**CONSIGNES**
a: Recopiez le texte sur la vie en fauteuil roulant entre « En centre, courageux, adorable, il » et « problèmes d'accès etc... », ces deux passages compris.
b: D'après le texte sur la vie en fauteuil roulant, comment A. s'est-il retrouvé paraplégique ?

**EXTRAIT CITÉ**
..........

Ce texte se veut un message d'aide aux SEPiens ou autres qui ont peur de passer de la position verticale à la position assise... sur roulettes!
(Mon blog entier d'ailleurs se veut aussi un témoignage de ce qu'est la vie en fauteuil, dans le but de tordre le cou à certains préjugés, et de dissuader les réflexes de misérabilisme, de pitié
malvenue, de compassion-commisération écrasante.)
Traumatisme du passage de marchant à SEPien avec une canne, puis 2, et parfois fauteuil roulant provisoire, de confort, ou définitif. Symbolisme très fort de la station debout: mobilité, dynamisme, supériorité, force...
Symbolisme supposé de la station assise: immobilisme partiel, manque apparent de vitalité, impuissance, lenteur. (mais en réalité...) Sauf
si on se trouve dans le siège d'un PDG! Auquel cas ce sera l'inverse!
Anecdote vécue:
en centre de rééducation fonctionnelle où on
réapprend à vivre, mais en fauteuil, j'avais un ami, A., quarantenaire (très beau gosse!) qui s'était crashé à moto (voiture contre moto, délit de fuite; du coup je sympathise depuis avec un ex
motard sur OB) et se retrouvait avec une paraplégie haute (membres inférieurs paralysés jusqu'au milieu du dos). Il avait toujours été entouré des plus belles filles dans son club de moto. Le gars
à qui TOUT réussissait. Jusqu'à l'accident...
En centre, courageux, adorable, il a néanmoins pris conscience que ses amis ne lui rendaient pas visite, le fuyaient depuis sa paralysie. Il a musclé ses bras lors de séances de push ups et de
muscu endiablées et est sorti du centre quelques semaines après moi, pour emménager dans un appartement adapté et reprendre le cours de sa vie. Entretemps, j'avais repris mon boulot et me
familiarisais à la vie de handi dans la rue, les problèmes d'accès etc...
Lui, n'est pas sorti de chez lui. Pas d'emploi en vue. Il invitait ses proches, ses amis restants chez lui, mais ne sortait pas affronter le regard extérieur. Jusqu'au jour où, déprimé, il a eu
envie de retourner dans son bar préféré. Un cousin et un ami l'embarquent et vont boire avec lui. Et là, devant le comptoir, il s'est senti humilié, ridicule, petit, les femmes lui jetaient des
regards non d'admiration comme avant, mais de pitié ou de compassion.

..........

**JEU DE DONNÉES**
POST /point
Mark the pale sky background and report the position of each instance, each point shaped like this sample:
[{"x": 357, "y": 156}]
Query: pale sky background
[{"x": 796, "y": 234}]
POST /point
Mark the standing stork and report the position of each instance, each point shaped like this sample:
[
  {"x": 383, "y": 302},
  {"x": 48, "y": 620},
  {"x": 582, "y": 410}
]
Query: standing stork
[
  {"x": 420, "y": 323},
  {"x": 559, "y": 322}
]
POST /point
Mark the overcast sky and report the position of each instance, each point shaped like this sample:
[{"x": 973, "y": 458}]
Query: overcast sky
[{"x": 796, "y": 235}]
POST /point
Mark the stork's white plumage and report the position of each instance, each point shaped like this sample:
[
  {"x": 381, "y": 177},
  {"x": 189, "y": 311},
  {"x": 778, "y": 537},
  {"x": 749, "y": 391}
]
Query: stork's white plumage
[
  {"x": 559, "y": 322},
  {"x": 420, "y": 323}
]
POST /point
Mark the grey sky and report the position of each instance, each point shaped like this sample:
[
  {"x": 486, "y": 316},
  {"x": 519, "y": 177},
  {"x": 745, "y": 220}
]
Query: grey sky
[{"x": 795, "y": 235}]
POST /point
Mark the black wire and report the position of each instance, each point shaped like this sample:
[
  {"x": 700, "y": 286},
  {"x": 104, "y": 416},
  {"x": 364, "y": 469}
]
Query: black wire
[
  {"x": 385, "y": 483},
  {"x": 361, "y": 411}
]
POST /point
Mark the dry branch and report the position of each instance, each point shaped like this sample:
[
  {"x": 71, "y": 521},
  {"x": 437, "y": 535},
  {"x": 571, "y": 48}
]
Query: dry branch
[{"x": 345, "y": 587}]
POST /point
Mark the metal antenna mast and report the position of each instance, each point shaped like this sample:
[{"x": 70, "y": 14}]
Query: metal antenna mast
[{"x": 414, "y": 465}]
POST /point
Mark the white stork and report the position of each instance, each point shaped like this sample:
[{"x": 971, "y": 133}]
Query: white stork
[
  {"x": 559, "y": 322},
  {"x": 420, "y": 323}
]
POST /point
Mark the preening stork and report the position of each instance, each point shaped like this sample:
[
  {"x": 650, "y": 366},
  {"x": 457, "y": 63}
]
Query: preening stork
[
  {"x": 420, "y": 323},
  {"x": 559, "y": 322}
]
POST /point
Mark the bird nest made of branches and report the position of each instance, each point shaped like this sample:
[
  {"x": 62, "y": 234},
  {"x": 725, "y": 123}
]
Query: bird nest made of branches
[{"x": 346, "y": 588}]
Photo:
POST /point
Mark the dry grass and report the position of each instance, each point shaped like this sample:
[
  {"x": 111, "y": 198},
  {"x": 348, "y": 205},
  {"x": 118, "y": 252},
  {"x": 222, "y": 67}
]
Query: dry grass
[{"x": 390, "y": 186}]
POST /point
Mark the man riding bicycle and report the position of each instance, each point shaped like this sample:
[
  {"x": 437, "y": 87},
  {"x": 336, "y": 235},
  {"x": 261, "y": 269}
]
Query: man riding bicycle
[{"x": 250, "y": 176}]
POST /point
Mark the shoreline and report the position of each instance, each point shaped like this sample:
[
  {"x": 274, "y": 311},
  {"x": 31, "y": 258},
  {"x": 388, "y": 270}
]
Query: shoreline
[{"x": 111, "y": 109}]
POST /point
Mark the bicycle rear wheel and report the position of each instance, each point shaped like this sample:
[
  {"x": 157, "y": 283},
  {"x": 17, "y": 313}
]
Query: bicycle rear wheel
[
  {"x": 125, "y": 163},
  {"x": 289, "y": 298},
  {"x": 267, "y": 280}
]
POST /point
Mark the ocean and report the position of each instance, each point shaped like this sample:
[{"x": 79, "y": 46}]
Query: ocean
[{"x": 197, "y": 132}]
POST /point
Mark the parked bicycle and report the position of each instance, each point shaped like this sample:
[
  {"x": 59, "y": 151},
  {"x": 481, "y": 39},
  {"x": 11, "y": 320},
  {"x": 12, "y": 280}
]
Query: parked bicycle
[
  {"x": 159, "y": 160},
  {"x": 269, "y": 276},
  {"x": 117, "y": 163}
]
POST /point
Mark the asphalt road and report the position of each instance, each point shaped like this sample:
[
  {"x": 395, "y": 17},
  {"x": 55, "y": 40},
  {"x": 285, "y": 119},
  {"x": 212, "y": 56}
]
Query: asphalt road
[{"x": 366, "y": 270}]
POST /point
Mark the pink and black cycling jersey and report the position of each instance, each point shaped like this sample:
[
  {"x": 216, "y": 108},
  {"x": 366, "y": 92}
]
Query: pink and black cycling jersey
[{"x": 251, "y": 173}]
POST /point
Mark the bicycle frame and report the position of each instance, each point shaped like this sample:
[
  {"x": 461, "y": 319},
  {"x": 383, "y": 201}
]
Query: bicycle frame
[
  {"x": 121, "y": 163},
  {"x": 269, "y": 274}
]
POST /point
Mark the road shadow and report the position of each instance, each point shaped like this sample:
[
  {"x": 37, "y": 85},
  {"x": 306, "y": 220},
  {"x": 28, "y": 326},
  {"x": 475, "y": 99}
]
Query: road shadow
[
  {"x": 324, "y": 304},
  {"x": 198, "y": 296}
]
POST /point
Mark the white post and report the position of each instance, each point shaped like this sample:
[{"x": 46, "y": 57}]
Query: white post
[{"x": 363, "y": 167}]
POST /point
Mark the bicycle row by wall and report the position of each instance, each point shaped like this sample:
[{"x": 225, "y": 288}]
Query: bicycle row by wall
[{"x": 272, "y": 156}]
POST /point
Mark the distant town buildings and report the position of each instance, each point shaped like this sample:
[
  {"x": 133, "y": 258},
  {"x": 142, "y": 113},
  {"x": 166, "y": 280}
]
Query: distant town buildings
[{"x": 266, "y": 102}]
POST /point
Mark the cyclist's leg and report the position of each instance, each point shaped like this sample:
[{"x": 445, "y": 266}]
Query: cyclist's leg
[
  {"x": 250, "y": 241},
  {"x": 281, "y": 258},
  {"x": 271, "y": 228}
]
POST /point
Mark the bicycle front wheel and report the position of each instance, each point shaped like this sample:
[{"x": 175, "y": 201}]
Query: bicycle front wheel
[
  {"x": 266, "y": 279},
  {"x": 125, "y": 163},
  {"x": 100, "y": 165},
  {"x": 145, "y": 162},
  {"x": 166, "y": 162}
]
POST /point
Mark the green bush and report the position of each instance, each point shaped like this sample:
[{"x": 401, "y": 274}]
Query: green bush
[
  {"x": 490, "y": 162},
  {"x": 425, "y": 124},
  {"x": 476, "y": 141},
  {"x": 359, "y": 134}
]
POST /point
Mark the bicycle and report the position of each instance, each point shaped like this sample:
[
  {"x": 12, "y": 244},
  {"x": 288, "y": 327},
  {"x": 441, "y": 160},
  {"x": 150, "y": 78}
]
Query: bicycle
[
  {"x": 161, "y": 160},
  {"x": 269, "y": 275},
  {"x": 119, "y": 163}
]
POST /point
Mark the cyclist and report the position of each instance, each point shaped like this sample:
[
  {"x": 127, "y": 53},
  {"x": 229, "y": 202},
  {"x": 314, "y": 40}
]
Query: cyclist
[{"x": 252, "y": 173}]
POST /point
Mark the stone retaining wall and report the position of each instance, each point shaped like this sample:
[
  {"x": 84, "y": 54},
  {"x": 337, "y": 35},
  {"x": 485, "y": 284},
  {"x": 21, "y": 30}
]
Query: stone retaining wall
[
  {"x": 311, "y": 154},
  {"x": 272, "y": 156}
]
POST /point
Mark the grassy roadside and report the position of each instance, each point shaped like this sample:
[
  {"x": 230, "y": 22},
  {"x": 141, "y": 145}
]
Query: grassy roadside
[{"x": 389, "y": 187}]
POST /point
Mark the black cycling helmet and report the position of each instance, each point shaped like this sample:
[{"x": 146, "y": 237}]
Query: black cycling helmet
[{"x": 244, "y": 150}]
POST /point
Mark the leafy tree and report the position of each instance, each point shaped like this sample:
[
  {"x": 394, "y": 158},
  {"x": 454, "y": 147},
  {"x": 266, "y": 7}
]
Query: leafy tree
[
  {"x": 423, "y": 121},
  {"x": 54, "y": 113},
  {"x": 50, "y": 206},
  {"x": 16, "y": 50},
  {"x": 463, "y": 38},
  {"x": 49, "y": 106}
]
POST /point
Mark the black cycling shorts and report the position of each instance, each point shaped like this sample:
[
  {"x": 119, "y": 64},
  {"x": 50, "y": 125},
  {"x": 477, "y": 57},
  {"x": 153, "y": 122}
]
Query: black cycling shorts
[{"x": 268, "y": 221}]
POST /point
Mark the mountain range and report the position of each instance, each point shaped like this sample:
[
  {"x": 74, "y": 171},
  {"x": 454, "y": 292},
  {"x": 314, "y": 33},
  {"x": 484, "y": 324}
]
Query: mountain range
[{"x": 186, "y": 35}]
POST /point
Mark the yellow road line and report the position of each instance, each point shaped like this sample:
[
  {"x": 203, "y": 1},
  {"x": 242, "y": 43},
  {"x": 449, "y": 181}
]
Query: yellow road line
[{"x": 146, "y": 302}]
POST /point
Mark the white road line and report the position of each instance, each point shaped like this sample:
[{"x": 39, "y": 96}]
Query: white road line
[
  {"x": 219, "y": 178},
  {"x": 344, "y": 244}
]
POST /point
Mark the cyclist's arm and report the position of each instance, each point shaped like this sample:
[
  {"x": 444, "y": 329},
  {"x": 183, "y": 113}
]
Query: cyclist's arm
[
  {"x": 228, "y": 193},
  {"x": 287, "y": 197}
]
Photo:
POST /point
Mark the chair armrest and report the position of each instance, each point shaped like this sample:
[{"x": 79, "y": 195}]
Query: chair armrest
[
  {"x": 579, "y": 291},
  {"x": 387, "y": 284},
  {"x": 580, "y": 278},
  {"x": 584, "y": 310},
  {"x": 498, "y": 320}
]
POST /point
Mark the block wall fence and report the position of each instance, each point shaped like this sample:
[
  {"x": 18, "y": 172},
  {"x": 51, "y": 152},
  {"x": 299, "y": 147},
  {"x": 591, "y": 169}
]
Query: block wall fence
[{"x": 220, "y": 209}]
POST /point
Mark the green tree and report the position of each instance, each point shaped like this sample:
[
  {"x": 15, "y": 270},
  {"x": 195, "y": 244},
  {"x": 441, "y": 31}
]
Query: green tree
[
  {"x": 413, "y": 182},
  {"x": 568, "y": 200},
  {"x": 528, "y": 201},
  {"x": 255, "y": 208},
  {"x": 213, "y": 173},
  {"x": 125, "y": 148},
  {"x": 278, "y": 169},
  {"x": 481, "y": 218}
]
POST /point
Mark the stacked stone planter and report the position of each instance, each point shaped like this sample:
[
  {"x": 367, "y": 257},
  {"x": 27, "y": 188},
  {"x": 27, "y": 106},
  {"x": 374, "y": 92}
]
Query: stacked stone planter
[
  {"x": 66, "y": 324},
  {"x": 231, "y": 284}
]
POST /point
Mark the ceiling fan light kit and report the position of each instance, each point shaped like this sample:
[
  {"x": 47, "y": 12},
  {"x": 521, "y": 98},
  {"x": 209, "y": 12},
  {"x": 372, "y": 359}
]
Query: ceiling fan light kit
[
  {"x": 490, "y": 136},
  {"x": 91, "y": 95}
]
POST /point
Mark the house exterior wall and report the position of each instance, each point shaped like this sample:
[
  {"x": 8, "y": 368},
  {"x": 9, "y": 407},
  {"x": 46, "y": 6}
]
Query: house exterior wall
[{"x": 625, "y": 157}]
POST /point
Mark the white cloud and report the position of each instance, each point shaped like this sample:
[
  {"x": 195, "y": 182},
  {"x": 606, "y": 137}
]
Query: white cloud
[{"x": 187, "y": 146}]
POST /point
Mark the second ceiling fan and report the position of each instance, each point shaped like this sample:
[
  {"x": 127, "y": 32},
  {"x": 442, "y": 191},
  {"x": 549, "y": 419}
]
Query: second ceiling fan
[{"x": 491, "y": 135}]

..........

**RÉPONSES RÉDIGÉES**
a:
En centre, courageux, adorable, il a néanmoins pris conscience que ses amis ne lui rendaient pas visite, le fuyaient depuis sa paralysie. Il a musclé ses bras lors de séances de push ups et de
muscu endiablées et est sorti du centre quelques semaines après moi, pour emménager dans un appartement adapté et reprendre le cours de sa vie. Entretemps, j'avais repris mon boulot et me
familiarisais à la vie de handi dans la rue, les problèmes d'accès etc...

b: Il s'est crashé à moto dans un accident entre une voiture et sa moto, avec délit de fuite.